- [Petunjuk Tugas]
Jawablah pertanyaan berikut berdasarkan teks tentang antologi puisi.
1. Apa nama penerbit yang menerbitkan antologi puisi itu?
2. Apa judul antologi puisi tersebut?
3. Menurut kata pengantar penerbit, pembaca yang menyukai bacaan seperti apa yang masih cukup banyak?

***** Teks Pilihan *****

Dari Timur Bersyair untuk Indonesia

Minggu, 01 Maret 2015 - 11:37 WIB
Dari Timur Bersyair untuk Indonesia
Dari Timur Bersyair untuk Indonesia
A A A
KETIKA dunia kepenyairan Indonesia masih terperangkap dalam kelesuan, sebuah penerbit kecil di Jakarta, Altheras Publishing, mencoba menggairahkan dengan menerbitkan sebuah antologi puisi berjudul Gemerisik Ilalang Padang Sabana.

Ada yang menarik dalam kata pengantar penerbitan buku ini. Penerbit kelihatan sadar benar bahwa dunia kepenyairan Indonesia saat ini sedang mengalami masa-masa yang sulit, yang antara lain ditandai dengan minimnya minat dari penerbit- penerbit buku besar untuk menerbitkan buku-buku bergenre puisi.

“Persis pada posisi ini, kami mengeluarkan buku jenis ini untuk mengisi kekosongan (ini). Kami ingin melayani kebutuhan mereka yang sedikit itu.... Kami yakin masih (cukup) banyak pembaca yang suka bacaan singkat, indah, dan reflektif” (hal vi). Pernyataan bernada optimistis ini patut kita hargai dan apresiasi sebab di tengah keterbatasannya sendiri, Altheras Publishing berupaya meyakinkan kita semua bahwa puisi atau dunia kepenyairan itu masih layak hidup di Indonesia.

Situasi seperti ini selalu saja menggembirakan karena selalu muncul orang-orang Indonesia yang peduli dan mau berkorban terhadap sesuatu yang mungkin secara ekonomi tidak terlalu menguntungkan. Karena itulah, penerbitan Antologi puisi ini perlu kita sambut dengan antusias sekaligus berupaya untuk memilikinya dengan cara yang legal dan baik. Antologi puisi ini ditulis oleh seorang penyair yang berada jauh dari hiruk-pikuk Jakarta.

***** Bahan yang Disediakan *****

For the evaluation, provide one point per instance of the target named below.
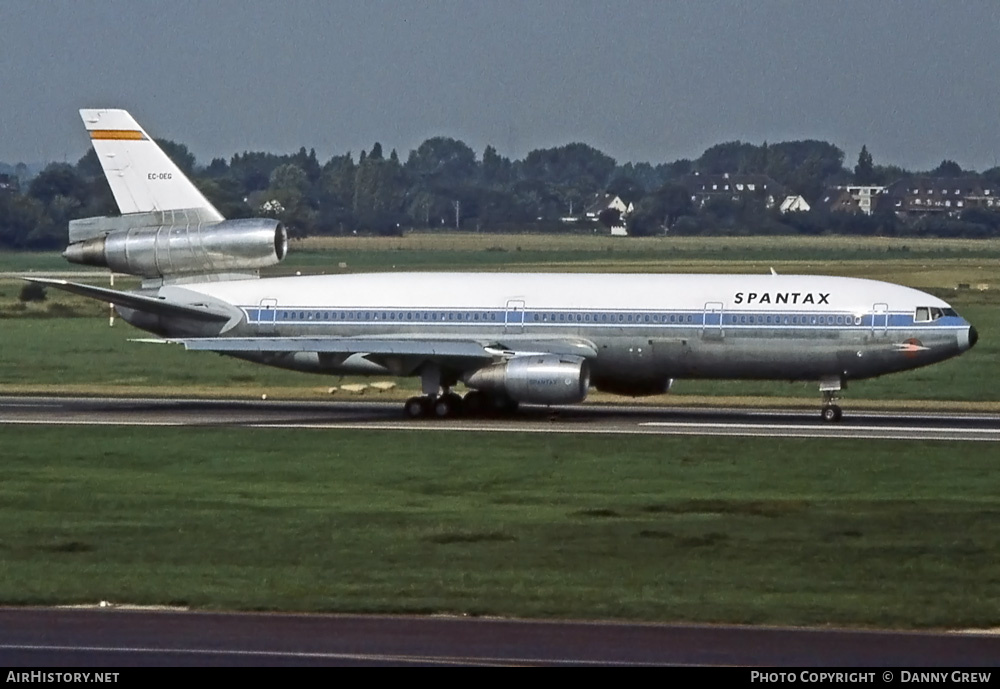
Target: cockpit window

*****
***** Bahan yang Disediakan *****

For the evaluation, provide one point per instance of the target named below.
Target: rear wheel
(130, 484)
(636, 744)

*****

- [Jawaban]
1. Altheras Publishing, sebuah penerbit kecil di Jakarta.
2. Gemerisik Ilalang Padang Sabana.
3. Bacaan yang singkat, indah, dan reflektif.